▶ Goal:
Please rewrite the data below with "roller coaster" changed to "rollercoaster" everywhere and nothing else altered, leaving out the pictures.

▶ Listed entries:
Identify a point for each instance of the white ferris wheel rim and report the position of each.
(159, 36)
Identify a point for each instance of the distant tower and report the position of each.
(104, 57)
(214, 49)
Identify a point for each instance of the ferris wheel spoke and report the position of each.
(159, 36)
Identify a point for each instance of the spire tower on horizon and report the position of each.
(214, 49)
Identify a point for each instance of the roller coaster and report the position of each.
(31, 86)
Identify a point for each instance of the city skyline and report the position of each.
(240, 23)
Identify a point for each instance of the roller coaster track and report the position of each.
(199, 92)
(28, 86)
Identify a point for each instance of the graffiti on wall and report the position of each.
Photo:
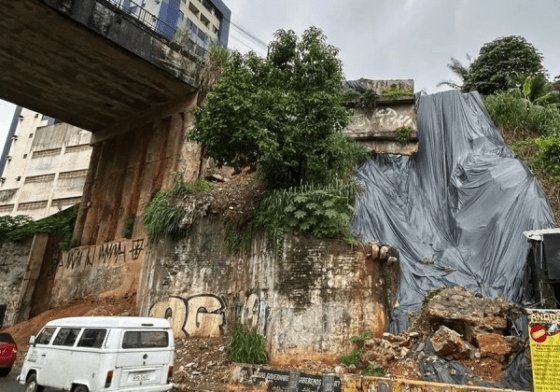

▶ Task solution:
Identify a point for each instance of the white ferris wheel rim and report the position of each.
(159, 36)
Identify a point for each instance of the distant tower and report the position of each.
(104, 57)
(214, 49)
Identify a point for each instance of the ferris wheel spoke and report the position of each.
(159, 36)
Identify a point for each instance of the spire tower on horizon and report the position of each.
(214, 49)
Identify a point for each instance of the rollercoaster and report the position of each.
(31, 86)
Identify a point for each instance of the city skyline and report the position of each.
(240, 23)
Identify a point for each instance of the rollercoaster track and report the position of each.
(199, 92)
(28, 86)
Identify a point for each instance of the graffiti on wall and report the position of each.
Photo:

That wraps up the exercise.